=== DOCUMENT SECTION ===
Updating with better deployment to azure devops kubernetes env. Adding better batch inputs that use nlp.pipe

2019-10-21 13:53:31 -07:00 · 2019-10-21 13:53:31 -07:00 · 40e59912fd
--- a/cookiecutter.json
+++ b/cookiecutter.json
@ -1,5 +1,6 @@
 {
    "project_name": "Python Azure Search Cognitive Skill API",
    "project_slug": "{{ cookiecutter.project_name.lower().replace(' ', '_').replace('-', '_') }}",
-    "project_short_description": "Python API that for Custom Cognitive Skills in Azure Search"
+    "project_short_description": "Python API that for Custom Cognitive Skills in Azure Search",
+    "project_language": "This must be one of spaCy's default languages. See https://spacy.io/usage for a supported list."
=== RAW DATA ===
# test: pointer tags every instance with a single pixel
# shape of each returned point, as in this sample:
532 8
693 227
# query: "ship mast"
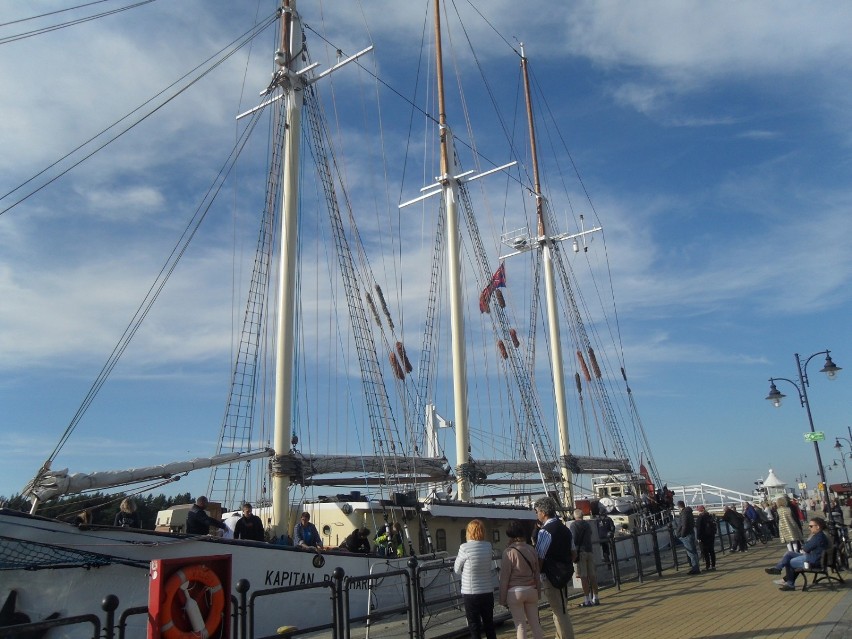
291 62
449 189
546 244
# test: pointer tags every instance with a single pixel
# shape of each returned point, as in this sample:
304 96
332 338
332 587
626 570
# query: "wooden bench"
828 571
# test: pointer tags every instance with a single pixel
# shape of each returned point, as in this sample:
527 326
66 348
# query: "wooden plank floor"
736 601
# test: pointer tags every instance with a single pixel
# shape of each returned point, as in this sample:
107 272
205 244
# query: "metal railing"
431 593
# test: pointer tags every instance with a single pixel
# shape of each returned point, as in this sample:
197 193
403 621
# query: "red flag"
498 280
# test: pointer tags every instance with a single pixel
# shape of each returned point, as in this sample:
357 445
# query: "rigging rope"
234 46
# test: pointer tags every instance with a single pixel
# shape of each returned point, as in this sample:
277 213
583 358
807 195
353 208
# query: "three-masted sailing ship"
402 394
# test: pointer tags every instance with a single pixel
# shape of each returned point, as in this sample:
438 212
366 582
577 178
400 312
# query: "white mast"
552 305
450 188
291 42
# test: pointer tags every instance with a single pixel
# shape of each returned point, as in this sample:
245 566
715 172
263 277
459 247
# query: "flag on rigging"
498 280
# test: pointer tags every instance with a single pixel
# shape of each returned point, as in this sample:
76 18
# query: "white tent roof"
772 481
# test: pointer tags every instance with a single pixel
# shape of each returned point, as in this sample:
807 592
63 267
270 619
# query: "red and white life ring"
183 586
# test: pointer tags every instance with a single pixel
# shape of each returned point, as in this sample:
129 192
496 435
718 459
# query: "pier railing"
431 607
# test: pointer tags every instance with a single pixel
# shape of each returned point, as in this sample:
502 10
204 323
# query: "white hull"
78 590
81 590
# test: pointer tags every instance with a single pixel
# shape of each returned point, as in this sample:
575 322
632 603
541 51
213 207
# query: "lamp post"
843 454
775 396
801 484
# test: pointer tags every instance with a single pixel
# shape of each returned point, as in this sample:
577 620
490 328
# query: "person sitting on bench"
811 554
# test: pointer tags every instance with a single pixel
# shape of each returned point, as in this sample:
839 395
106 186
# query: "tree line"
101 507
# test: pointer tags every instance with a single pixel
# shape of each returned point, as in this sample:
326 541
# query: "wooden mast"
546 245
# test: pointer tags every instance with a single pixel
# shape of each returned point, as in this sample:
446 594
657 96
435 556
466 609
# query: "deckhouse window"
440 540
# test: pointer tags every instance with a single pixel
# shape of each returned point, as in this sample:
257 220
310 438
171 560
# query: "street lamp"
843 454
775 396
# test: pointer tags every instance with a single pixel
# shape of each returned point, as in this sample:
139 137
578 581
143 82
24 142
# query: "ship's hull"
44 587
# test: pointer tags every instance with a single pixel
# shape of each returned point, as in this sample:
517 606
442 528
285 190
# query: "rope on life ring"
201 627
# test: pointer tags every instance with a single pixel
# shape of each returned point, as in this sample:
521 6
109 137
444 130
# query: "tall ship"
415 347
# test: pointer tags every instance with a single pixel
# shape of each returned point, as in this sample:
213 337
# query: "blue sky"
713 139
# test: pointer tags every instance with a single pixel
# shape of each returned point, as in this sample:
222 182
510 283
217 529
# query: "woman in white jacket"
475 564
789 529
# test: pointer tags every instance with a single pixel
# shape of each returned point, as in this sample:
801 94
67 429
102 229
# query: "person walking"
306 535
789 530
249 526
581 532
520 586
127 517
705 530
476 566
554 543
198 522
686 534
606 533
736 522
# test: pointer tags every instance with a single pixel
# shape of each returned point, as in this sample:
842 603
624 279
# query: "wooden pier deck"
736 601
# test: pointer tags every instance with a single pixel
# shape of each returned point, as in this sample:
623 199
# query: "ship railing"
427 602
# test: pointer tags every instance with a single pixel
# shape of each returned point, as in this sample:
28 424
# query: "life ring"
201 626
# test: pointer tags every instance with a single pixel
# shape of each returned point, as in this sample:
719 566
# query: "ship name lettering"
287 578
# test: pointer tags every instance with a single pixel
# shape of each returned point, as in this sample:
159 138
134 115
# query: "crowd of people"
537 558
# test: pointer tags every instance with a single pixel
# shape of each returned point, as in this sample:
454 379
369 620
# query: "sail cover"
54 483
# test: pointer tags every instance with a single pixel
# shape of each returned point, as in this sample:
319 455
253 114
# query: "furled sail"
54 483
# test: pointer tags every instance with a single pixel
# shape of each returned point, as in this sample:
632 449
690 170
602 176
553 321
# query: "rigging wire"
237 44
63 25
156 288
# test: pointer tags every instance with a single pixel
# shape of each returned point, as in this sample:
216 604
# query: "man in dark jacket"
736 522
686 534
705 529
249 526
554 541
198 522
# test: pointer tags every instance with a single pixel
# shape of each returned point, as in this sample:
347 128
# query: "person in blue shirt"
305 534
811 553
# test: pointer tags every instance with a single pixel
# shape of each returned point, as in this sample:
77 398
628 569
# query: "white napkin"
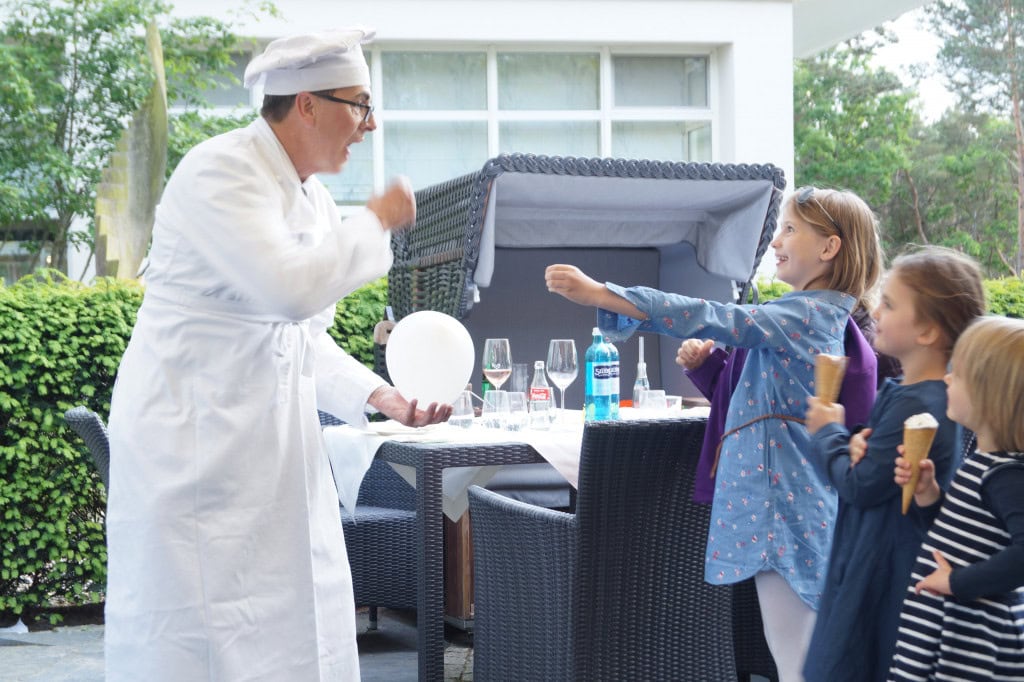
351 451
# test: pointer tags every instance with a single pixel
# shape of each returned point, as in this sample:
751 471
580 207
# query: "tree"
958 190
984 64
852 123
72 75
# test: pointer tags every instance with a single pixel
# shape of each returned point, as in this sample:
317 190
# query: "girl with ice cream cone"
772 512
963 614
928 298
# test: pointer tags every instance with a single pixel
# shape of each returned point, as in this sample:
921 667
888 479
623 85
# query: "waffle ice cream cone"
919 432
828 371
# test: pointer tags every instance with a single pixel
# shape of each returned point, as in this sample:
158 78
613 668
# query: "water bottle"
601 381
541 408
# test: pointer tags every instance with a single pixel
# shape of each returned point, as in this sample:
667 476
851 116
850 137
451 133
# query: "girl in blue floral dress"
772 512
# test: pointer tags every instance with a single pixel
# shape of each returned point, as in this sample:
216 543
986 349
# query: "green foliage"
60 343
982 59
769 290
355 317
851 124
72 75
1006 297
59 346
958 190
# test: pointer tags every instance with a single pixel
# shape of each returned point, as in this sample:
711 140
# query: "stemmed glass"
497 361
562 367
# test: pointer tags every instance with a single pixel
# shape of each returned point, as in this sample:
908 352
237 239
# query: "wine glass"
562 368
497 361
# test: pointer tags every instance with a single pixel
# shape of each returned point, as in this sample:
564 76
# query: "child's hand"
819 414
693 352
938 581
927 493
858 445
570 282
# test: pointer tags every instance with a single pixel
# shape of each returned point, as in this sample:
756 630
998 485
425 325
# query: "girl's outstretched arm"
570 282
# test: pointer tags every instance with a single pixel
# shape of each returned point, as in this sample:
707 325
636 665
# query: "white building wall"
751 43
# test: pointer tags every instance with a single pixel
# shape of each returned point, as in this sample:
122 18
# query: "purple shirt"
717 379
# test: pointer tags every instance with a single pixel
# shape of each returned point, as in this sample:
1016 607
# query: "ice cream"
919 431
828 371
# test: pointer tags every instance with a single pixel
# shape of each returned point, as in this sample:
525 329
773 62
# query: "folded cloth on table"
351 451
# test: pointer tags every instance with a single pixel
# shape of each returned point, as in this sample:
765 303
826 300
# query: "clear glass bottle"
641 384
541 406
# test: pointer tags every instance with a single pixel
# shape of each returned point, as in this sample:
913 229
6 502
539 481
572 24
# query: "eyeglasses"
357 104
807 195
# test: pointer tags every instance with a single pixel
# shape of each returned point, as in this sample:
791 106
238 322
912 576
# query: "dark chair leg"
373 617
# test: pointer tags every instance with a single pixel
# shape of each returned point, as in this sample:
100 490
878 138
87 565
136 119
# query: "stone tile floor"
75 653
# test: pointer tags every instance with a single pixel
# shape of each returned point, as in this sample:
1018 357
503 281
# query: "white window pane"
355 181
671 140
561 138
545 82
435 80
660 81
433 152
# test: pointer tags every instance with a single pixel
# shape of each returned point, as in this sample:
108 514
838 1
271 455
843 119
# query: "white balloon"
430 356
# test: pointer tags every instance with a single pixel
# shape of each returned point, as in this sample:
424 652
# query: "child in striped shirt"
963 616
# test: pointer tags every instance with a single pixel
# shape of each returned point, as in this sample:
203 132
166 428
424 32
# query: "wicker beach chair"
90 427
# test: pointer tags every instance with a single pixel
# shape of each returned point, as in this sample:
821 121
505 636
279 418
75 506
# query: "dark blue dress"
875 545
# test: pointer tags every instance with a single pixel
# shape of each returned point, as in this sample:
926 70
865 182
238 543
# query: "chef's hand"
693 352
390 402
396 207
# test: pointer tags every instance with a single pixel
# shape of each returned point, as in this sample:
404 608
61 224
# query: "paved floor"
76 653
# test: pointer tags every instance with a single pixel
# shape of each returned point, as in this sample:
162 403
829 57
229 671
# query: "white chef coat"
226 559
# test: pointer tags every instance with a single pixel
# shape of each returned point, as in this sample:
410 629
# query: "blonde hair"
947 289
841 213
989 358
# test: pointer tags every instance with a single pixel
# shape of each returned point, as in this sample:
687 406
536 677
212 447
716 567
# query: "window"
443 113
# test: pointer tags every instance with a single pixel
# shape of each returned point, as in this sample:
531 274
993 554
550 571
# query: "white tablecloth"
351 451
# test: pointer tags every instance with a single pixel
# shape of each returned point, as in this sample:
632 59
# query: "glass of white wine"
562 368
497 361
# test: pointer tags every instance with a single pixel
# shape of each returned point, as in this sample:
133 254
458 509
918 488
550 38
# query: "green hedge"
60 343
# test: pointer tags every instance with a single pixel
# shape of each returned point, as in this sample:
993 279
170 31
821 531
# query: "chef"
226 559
===
◆ **GOAL 1**
Can you rewrite the paragraph of the commit diff that begins "Updating with better deployment" as a short bulleted list, keeping its main facts?
◆ **GOAL 2**
In the commit diff, what value is given for "project_name" in cookiecutter.json?
◆ **GOAL 3**
What comes next in the commit diff? Continue it from its last line.

◆ **RESPONSE 1**
- Improves deployment to an Azure DevOps Kubernetes environment
- Adds better batch inputs that use nlp.pipe

◆ **RESPONSE 2**
"Python Azure Search Cognitive Skill API"

◆ **RESPONSE 3**
 }
--- a/{{cookiecutter.project_slug}}/Dockerfile
+++ b/{{cookiecutter.project_slug}}/Dockerfile
@ -1,15 +1,17 @@
-FROM python:3.6
+FROM tiangolo/uvicorn-gunicorn-fastapi:python3.7
 ENV PORT 8080
-EXPOSE ${PORT}
-WORKDIR /usr/src
+ENV APP_MODULE app.api:app
+ENV LOG_LEVEL debug
+ENV WEB_CONCURRENCY 2

+# Install spacy requirments separately first so that Docker will 
+# cache the (somewhat) expensive download of a spacy model
 COPY ./requirements/spacy.txt ./requirements/spacy.txt
 RUN pip install -r requirements/spacy.txt
+RUN spacy download {{cookiecutter.project_language}}

 COPY ./requirements/base.txt ./requirements/base.txt
 RUN pip install -r requirements/base.txt
-COPY ./app ./app

-COPY start.sh .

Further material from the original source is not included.